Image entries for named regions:
[BEGIN]
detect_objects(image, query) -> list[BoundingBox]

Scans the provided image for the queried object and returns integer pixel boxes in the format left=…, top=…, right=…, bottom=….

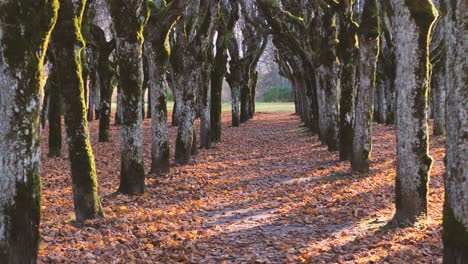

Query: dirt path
left=40, top=113, right=444, bottom=263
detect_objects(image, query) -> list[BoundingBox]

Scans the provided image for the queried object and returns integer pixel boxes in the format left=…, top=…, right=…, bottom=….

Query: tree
left=170, top=1, right=219, bottom=164
left=351, top=0, right=380, bottom=172
left=442, top=0, right=468, bottom=264
left=430, top=1, right=447, bottom=136
left=46, top=54, right=63, bottom=157
left=110, top=0, right=148, bottom=194
left=145, top=1, right=188, bottom=173
left=338, top=0, right=358, bottom=160
left=0, top=0, right=59, bottom=263
left=210, top=0, right=239, bottom=142
left=52, top=0, right=103, bottom=223
left=389, top=0, right=437, bottom=224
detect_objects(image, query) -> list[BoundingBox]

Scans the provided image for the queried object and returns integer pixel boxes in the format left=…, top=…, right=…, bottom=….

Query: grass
left=112, top=102, right=294, bottom=113
left=167, top=102, right=294, bottom=113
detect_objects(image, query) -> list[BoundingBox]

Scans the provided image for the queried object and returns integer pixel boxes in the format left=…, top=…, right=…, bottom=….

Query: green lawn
left=167, top=102, right=295, bottom=113
left=112, top=102, right=294, bottom=113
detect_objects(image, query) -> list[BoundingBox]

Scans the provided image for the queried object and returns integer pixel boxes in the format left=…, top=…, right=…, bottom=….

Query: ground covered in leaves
left=39, top=113, right=444, bottom=263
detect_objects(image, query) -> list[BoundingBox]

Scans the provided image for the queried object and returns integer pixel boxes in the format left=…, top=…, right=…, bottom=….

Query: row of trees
left=0, top=0, right=468, bottom=263
left=259, top=0, right=468, bottom=263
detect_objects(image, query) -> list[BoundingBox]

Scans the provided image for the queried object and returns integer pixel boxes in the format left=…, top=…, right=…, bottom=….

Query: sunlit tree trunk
left=47, top=62, right=63, bottom=157
left=442, top=0, right=468, bottom=264
left=200, top=63, right=212, bottom=149
left=53, top=0, right=103, bottom=223
left=145, top=1, right=188, bottom=174
left=338, top=1, right=357, bottom=160
left=430, top=7, right=447, bottom=136
left=351, top=0, right=380, bottom=172
left=390, top=0, right=437, bottom=224
left=110, top=0, right=148, bottom=194
left=0, top=0, right=58, bottom=263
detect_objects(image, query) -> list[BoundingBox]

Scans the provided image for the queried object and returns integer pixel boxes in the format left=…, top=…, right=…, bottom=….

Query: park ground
left=39, top=104, right=445, bottom=263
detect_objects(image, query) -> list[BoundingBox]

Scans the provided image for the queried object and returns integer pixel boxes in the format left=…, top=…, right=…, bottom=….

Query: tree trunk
left=175, top=67, right=200, bottom=165
left=110, top=0, right=147, bottom=194
left=430, top=11, right=447, bottom=136
left=47, top=65, right=63, bottom=157
left=98, top=43, right=114, bottom=142
left=338, top=1, right=357, bottom=160
left=114, top=84, right=122, bottom=126
left=351, top=0, right=380, bottom=172
left=390, top=0, right=437, bottom=225
left=146, top=87, right=152, bottom=118
left=200, top=64, right=211, bottom=149
left=231, top=85, right=240, bottom=127
left=240, top=74, right=252, bottom=123
left=145, top=42, right=170, bottom=174
left=53, top=0, right=103, bottom=223
left=210, top=50, right=227, bottom=142
left=171, top=82, right=184, bottom=126
left=41, top=84, right=50, bottom=129
left=442, top=0, right=468, bottom=264
left=0, top=0, right=58, bottom=263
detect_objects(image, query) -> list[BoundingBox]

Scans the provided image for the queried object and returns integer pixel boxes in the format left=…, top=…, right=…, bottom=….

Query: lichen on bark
left=0, top=0, right=59, bottom=263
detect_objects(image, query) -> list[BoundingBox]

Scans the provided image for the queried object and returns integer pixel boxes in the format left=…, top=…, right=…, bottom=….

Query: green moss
left=442, top=202, right=468, bottom=254
left=359, top=0, right=381, bottom=39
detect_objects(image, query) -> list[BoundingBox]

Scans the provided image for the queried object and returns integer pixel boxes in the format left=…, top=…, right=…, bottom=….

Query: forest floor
left=39, top=113, right=445, bottom=263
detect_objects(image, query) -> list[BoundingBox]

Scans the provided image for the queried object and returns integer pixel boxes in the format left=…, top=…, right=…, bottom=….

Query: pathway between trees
left=40, top=113, right=443, bottom=263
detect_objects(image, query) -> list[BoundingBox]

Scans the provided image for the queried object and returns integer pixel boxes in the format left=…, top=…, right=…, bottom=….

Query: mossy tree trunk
left=46, top=59, right=63, bottom=157
left=351, top=0, right=380, bottom=172
left=53, top=0, right=103, bottom=223
left=145, top=1, right=188, bottom=174
left=226, top=38, right=243, bottom=127
left=41, top=85, right=50, bottom=129
left=390, top=0, right=437, bottom=225
left=170, top=1, right=219, bottom=165
left=199, top=60, right=212, bottom=149
left=442, top=0, right=468, bottom=264
left=145, top=42, right=170, bottom=174
left=338, top=1, right=358, bottom=160
left=430, top=6, right=447, bottom=136
left=210, top=0, right=239, bottom=142
left=110, top=0, right=148, bottom=194
left=375, top=11, right=396, bottom=124
left=90, top=25, right=115, bottom=142
left=114, top=85, right=123, bottom=126
left=0, top=0, right=58, bottom=263
left=317, top=8, right=341, bottom=151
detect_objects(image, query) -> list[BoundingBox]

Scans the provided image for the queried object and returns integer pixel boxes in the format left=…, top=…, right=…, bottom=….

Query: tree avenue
left=0, top=0, right=468, bottom=263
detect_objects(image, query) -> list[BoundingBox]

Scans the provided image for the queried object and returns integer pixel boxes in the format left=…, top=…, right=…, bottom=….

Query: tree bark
left=200, top=63, right=212, bottom=149
left=53, top=0, right=103, bottom=223
left=390, top=0, right=437, bottom=225
left=442, top=0, right=468, bottom=264
left=47, top=62, right=63, bottom=157
left=145, top=42, right=170, bottom=174
left=351, top=0, right=380, bottom=172
left=98, top=39, right=115, bottom=142
left=110, top=0, right=148, bottom=194
left=0, top=0, right=58, bottom=263
left=338, top=1, right=357, bottom=160
left=430, top=9, right=447, bottom=136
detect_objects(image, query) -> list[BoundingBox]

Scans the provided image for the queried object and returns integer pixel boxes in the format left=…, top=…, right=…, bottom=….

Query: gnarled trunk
left=200, top=64, right=211, bottom=149
left=110, top=0, right=148, bottom=194
left=442, top=0, right=468, bottom=264
left=338, top=1, right=357, bottom=160
left=47, top=62, right=63, bottom=157
left=145, top=43, right=170, bottom=174
left=390, top=0, right=437, bottom=224
left=53, top=0, right=103, bottom=223
left=351, top=0, right=380, bottom=172
left=0, top=0, right=58, bottom=263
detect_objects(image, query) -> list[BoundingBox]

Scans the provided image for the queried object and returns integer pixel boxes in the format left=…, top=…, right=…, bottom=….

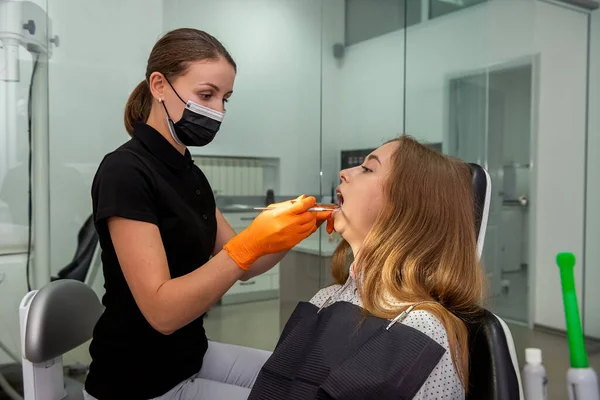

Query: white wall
left=580, top=10, right=600, bottom=337
left=0, top=0, right=162, bottom=364
left=326, top=0, right=586, bottom=328
left=164, top=0, right=321, bottom=195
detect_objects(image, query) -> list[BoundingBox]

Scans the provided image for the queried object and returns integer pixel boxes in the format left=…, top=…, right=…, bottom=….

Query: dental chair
left=467, top=164, right=524, bottom=400
left=19, top=279, right=104, bottom=400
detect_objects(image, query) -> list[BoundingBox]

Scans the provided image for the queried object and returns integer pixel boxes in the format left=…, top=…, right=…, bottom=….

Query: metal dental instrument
left=254, top=207, right=335, bottom=212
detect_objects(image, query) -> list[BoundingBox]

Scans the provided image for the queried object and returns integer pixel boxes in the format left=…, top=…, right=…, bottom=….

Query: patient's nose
left=340, top=169, right=349, bottom=183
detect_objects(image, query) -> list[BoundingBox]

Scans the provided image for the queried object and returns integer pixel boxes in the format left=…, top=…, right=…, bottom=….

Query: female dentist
left=84, top=29, right=328, bottom=400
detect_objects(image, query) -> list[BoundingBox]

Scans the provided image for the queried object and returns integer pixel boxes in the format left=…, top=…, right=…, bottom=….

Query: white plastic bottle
left=523, top=348, right=548, bottom=400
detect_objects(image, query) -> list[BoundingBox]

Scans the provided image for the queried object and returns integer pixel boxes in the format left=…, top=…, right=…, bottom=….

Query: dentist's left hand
left=223, top=196, right=316, bottom=270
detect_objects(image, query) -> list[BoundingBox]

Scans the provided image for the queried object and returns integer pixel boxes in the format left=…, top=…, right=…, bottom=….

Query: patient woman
left=249, top=136, right=484, bottom=400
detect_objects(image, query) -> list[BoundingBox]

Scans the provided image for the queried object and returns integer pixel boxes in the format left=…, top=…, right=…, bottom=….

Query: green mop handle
left=556, top=253, right=588, bottom=368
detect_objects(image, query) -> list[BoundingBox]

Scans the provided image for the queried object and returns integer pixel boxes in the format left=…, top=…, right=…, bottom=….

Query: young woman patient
left=250, top=136, right=484, bottom=399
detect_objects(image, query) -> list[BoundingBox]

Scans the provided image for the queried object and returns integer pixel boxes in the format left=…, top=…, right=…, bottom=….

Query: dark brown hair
left=332, top=136, right=486, bottom=391
left=125, top=28, right=237, bottom=135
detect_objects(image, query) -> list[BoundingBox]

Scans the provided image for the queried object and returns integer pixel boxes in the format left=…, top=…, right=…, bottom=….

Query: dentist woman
left=84, top=29, right=323, bottom=400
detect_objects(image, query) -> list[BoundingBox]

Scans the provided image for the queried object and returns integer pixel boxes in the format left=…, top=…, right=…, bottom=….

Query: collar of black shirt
left=133, top=123, right=194, bottom=169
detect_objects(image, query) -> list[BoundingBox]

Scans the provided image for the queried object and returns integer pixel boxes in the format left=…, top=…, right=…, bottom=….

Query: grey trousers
left=84, top=341, right=271, bottom=400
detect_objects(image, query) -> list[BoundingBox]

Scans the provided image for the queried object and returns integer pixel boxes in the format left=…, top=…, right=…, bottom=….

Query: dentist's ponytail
left=125, top=28, right=237, bottom=135
left=125, top=80, right=152, bottom=136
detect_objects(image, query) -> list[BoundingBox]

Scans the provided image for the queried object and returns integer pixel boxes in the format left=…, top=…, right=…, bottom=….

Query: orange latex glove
left=223, top=195, right=317, bottom=270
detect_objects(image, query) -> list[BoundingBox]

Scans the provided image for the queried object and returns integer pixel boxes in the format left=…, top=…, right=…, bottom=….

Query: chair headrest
left=469, top=163, right=492, bottom=258
left=23, top=279, right=104, bottom=363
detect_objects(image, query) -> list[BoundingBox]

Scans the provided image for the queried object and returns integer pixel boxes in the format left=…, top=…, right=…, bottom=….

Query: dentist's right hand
left=223, top=195, right=317, bottom=270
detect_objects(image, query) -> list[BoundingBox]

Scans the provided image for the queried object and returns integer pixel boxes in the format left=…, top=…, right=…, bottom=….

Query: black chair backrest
left=58, top=215, right=98, bottom=282
left=467, top=310, right=519, bottom=400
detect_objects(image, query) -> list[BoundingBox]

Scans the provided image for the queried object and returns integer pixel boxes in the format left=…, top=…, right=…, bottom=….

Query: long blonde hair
left=331, top=136, right=485, bottom=390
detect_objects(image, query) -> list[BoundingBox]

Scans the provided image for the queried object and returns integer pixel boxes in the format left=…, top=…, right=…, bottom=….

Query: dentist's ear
left=148, top=72, right=166, bottom=102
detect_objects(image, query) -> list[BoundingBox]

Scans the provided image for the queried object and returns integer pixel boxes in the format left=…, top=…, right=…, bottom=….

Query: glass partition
left=406, top=1, right=536, bottom=322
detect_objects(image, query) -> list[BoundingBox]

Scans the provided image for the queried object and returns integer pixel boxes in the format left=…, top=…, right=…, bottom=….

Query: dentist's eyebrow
left=367, top=154, right=381, bottom=165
[END]
Exercise details
Output as a numbered list, with blank lines omitted, the lines of the listing from its beginning up to and including the line that contains "left=40, top=113, right=444, bottom=263". Leave the pictures out of the answer.

Exercise answer
1. detect_objects(image, query) -> list[BoundingBox]
2. Scans the provided image for the queried object and returns integer pixel boxes in the format left=…, top=…, right=…, bottom=….
3. Query: dirt path
4. left=40, top=113, right=444, bottom=263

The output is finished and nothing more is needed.